*** Supplied text Section Begins ***

Click here for the Health Tip link.

The first nervous e-mails from patients began arriving over the weekend. While there are many unknowns, this swine flu A H1N1 virus is brand new–it’s not been detected in North America before now. If you’re curious about the facts on swine flu, click here for the CDC’s rundown. A special note to bacon lovers: you cannot get swine flu by eating pork.

Severe and fatal cases of this flu have occurred in Mexico, and reports are coming in from other countries as well. As of midafternoon April 27, there were 40 confirmed cases in the US, with no severe disease and no deaths. That’s the good part. (Click here for updated information on US cases from the CDC.)

The bad part is you do feel pretty miserable with the flu, so if the numbers in your area start to increase, you’d be smart to avoid crowded places. Farmers and hermits rarely get the flu.

Remember that having a cold–even a bad cold–isn’t the same as having the flu. Flu is bodywide illness, meaning you have bad cold symptoms PLUS fever, chills, muscle aches, and brain fog. With a cold, you feel annoyed. With flu, you feel pummeled. You can read more about recognizing flu symptoms by clicking here. I talk about Tamiflu in the article, and it’s fortunate that for swine flu Tamiflu works nicely. Apparently there’s enough to go around, so you don’t have to start kickboxing people at Walgreen’s to get the ten capsules needed to kill the virus.

In order for Tamiflu to work, though, you need to start taking it when symptoms begin to appear. The only time you should take Tamiflu without flu symptoms is when another family member has the flu. Using Tamiflu in advance like this will lessen your chances of becoming infected, and will lessen the severity of the flu if it’s already been transmitted to you.

*** Supplied text Section Ends ***
*** The data Section Begins ***

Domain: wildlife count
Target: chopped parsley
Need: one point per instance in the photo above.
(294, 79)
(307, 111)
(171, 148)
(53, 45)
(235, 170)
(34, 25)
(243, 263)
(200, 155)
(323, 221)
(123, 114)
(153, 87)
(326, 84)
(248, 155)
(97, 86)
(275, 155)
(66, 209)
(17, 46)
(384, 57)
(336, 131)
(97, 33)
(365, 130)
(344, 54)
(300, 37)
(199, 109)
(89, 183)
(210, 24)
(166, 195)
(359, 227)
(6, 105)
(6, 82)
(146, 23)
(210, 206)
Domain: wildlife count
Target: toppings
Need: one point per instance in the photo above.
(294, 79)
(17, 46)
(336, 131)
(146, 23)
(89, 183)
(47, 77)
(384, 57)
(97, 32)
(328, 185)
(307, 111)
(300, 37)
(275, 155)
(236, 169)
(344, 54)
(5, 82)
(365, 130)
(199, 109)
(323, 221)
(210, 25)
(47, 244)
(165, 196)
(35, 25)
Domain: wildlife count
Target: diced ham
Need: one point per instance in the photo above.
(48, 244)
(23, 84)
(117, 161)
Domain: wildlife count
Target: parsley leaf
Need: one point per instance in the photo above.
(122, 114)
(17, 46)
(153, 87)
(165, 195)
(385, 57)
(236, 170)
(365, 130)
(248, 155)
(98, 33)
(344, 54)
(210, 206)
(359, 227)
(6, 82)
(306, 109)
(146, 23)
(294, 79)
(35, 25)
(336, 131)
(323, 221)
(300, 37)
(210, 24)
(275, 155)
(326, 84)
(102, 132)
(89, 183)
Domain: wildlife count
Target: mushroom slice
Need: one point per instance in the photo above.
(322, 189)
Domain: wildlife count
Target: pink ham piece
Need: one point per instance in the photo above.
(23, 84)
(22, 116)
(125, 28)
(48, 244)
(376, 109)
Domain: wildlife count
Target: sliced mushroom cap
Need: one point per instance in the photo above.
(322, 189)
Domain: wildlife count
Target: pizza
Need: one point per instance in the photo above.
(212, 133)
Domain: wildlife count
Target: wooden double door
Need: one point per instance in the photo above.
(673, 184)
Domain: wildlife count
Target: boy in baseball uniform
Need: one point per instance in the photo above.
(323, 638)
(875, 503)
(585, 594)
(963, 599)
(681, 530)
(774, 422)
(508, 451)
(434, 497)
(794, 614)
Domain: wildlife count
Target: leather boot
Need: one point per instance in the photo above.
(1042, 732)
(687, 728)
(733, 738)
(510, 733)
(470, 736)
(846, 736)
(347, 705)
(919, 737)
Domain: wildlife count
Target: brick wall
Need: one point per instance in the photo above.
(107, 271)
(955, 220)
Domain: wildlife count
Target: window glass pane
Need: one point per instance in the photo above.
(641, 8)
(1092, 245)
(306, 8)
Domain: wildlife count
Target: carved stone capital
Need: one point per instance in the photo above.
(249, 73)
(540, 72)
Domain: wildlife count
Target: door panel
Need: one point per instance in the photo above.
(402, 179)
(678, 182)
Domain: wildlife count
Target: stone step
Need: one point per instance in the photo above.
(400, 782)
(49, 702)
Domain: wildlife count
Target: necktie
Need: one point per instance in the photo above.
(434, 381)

*** The data Section Ends ***

[Questions to answer]
a - Answer these from the swine flu article:
(i) How many confirmed US cases were there as of midafternoon April 27?
(ii) Can you get swine flu by eating pork?
(iii) When is the only time you should take Tamiflu without having flu symptoms?
b - Carry on the swine flu article from its last sentence.

[Response list]
a -
(i) 40
(ii) No
(iii) When another family member has the flu

b -
After you’ve read the link on flu symptoms, I’m confident you’ll be smart enough to recognize whether or not you have it. You don’t need to come staggering into WholeHealth Chicago (or any other doctor’s office) with your fever, cough, and aching muscles waiting for me to officially anoint you a flu victim. If an epidemic hits (and it certainly may not) and you feel yourself becoming ill, call our office or send an e-mail with a pharmacy number and we’ll authorize Tamiflu. Don’t bother to get Tamiflu in advance as the odds are you’re not going to get the flu. You’ll be wasting your money and my time.

Now let’s briefly review the CDC’s prevention recommendations:
• Cover your nose and mouth with a tissue when you cough or sneeze. Throw the tissue in the trash after you use it.
• Wash your hands often with soap and water, especially after you cough or sneeze. Alcohol-based hand cleaners are also effective.
• Avoid touching your eyes, nose, or mouth. Germs spread that way.
• Try to avoid close contact with sick people. Influenza is thought to spread mainly person-to-person through coughing or sneezing of infected people.
• If you get sick, CDC recommends that you stay home from work or school and limit contact with others to keep from infecting them.

As far as nutritional supplements go, in addition to those mentioned in the link I recommend boosting your immune system with a product like Host Defense. Also, elderberry has been shown to have definite anti-flu properties, so at the first signs of flu you can enhance Tamiflu by using a product called Acute Immunity, which is available in our Chicago apothecary.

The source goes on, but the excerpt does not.